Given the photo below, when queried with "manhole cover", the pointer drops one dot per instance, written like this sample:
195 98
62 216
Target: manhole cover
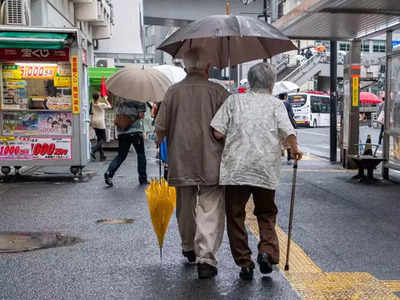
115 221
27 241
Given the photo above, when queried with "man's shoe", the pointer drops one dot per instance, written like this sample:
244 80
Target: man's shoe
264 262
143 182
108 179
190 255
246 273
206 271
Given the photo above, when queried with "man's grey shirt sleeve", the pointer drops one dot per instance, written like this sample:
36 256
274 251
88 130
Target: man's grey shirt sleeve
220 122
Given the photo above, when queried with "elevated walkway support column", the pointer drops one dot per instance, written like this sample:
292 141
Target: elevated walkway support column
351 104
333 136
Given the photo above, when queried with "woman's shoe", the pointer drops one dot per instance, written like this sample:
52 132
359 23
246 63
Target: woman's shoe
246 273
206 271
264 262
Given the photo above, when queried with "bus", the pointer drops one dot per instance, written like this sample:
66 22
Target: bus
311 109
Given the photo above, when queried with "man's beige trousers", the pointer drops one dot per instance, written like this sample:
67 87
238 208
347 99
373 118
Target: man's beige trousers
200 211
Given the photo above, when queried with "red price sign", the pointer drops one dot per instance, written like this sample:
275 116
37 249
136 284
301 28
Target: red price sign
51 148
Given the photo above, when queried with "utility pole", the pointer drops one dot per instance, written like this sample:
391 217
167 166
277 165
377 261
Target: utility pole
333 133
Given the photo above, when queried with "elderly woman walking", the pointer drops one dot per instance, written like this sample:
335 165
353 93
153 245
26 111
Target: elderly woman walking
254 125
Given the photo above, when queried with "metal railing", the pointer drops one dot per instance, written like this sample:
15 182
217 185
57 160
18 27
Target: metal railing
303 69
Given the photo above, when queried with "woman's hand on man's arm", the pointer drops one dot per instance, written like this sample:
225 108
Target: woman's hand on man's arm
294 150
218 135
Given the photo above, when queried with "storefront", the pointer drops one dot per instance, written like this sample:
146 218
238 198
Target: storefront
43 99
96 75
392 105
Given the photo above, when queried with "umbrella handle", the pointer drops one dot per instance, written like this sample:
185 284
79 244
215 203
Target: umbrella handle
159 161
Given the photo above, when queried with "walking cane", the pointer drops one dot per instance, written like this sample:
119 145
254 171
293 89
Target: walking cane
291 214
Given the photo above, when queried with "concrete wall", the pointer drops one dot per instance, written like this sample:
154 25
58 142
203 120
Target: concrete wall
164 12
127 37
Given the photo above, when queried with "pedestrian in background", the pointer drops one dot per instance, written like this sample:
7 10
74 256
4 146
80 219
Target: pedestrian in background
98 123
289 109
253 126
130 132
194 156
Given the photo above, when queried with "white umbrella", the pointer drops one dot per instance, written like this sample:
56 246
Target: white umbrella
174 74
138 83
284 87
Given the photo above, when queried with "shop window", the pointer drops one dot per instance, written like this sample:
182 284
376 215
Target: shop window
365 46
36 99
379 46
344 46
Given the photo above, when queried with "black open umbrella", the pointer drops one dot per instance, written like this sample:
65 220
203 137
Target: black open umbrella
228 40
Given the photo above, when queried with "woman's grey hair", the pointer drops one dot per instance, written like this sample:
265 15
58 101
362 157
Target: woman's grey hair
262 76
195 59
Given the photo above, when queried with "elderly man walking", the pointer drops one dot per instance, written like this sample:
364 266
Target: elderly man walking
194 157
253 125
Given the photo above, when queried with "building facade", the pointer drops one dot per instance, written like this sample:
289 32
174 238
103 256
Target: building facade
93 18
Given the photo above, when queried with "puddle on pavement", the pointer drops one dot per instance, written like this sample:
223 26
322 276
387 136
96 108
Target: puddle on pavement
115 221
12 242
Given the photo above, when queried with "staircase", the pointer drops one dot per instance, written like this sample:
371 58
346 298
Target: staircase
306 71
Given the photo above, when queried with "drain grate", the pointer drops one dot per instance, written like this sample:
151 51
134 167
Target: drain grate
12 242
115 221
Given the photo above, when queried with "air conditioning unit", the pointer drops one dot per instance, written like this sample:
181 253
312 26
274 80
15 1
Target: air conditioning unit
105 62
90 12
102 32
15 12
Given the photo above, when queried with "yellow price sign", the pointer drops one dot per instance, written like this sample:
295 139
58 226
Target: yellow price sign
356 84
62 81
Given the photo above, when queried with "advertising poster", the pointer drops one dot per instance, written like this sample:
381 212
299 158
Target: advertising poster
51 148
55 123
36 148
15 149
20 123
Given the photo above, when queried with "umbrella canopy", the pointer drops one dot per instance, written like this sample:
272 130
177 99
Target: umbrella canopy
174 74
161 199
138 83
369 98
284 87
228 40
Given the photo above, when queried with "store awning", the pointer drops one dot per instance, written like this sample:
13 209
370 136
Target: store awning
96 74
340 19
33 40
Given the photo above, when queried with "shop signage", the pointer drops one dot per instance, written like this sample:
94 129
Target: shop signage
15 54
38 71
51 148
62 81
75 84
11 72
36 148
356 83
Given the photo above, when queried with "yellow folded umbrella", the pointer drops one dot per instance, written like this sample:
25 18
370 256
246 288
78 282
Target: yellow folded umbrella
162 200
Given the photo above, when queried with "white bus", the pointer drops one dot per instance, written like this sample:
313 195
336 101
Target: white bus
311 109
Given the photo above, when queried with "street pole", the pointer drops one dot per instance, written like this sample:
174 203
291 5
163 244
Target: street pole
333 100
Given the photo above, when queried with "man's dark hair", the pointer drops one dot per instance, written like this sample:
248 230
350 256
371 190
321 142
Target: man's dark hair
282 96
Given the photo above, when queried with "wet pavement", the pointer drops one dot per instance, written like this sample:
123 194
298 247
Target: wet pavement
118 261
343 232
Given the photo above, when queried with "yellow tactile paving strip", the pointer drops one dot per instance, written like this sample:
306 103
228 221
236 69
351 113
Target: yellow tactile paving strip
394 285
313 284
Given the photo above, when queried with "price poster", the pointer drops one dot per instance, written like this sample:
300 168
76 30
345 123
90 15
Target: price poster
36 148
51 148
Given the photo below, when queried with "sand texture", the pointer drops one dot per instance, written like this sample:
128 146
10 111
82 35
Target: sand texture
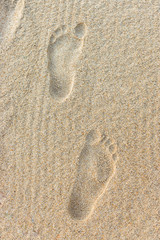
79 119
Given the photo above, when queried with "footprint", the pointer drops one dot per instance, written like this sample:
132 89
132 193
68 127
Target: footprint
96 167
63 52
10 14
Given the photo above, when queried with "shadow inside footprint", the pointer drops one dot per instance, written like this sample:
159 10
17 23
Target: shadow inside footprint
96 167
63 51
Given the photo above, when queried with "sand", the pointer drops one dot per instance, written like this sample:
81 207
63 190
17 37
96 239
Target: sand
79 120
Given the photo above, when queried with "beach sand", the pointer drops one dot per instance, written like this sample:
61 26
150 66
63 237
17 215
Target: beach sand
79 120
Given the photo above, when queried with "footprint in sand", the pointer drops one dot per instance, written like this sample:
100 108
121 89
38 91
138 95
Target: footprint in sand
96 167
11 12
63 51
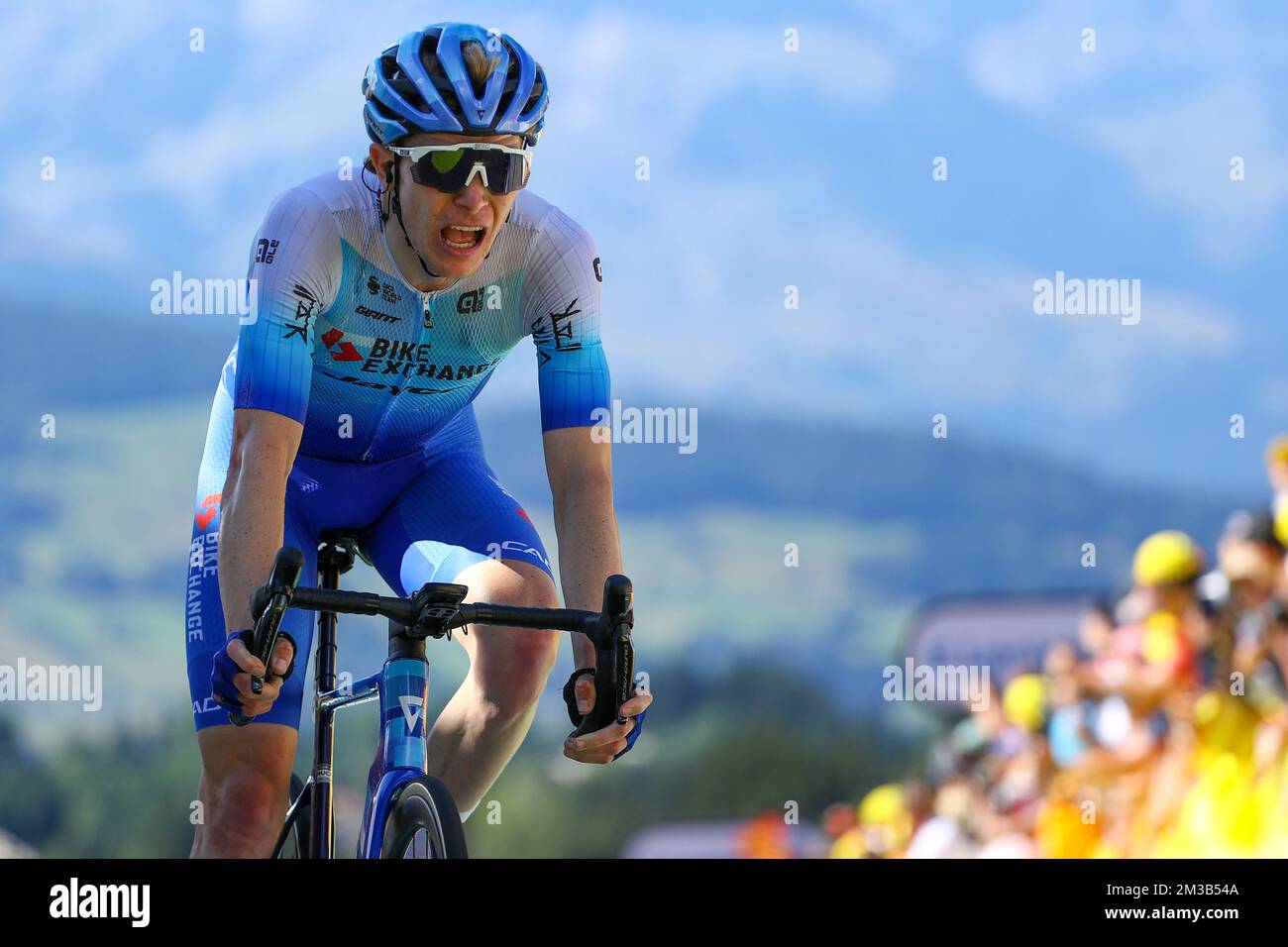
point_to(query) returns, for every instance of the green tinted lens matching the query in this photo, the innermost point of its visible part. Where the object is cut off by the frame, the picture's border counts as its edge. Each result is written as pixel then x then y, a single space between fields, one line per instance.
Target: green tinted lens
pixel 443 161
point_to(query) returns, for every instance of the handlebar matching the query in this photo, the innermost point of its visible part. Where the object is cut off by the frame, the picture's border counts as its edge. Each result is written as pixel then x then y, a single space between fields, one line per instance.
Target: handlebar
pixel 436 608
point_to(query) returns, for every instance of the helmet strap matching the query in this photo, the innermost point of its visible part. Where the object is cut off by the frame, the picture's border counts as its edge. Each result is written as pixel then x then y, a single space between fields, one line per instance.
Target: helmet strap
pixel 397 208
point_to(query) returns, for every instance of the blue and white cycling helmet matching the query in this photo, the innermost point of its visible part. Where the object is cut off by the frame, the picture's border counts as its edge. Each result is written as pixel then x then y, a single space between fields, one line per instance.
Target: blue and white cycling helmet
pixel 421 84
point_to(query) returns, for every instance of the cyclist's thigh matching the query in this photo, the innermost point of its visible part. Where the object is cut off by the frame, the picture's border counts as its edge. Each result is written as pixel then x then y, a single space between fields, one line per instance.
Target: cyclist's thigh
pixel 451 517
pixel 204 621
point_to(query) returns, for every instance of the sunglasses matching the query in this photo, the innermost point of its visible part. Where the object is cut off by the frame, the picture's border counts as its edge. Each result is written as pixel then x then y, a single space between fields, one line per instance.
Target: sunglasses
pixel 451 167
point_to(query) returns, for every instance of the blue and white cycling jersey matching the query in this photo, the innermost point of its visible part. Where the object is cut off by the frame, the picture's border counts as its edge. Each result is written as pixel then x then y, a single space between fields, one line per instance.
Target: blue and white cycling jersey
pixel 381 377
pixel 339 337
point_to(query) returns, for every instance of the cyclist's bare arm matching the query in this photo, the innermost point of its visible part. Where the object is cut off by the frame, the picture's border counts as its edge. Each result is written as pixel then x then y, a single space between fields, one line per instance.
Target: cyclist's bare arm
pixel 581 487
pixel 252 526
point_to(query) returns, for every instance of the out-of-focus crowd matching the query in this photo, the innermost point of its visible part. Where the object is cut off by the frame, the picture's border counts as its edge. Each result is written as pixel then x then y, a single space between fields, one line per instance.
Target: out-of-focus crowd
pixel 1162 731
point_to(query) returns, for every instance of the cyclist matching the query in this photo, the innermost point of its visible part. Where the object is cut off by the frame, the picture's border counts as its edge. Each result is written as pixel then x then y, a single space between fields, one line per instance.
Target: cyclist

-*-*-

WHAT THIS TASK INVOLVES:
Pull out all lines of the data with the string "below".

TASK SOLUTION:
Given the photo below, when queried with "manhole cover", the pointer drops one dot per instance, written like this sample:
Given the photo below, when queried with "sand texture", the pointer drops one dot per instance, written like this sample:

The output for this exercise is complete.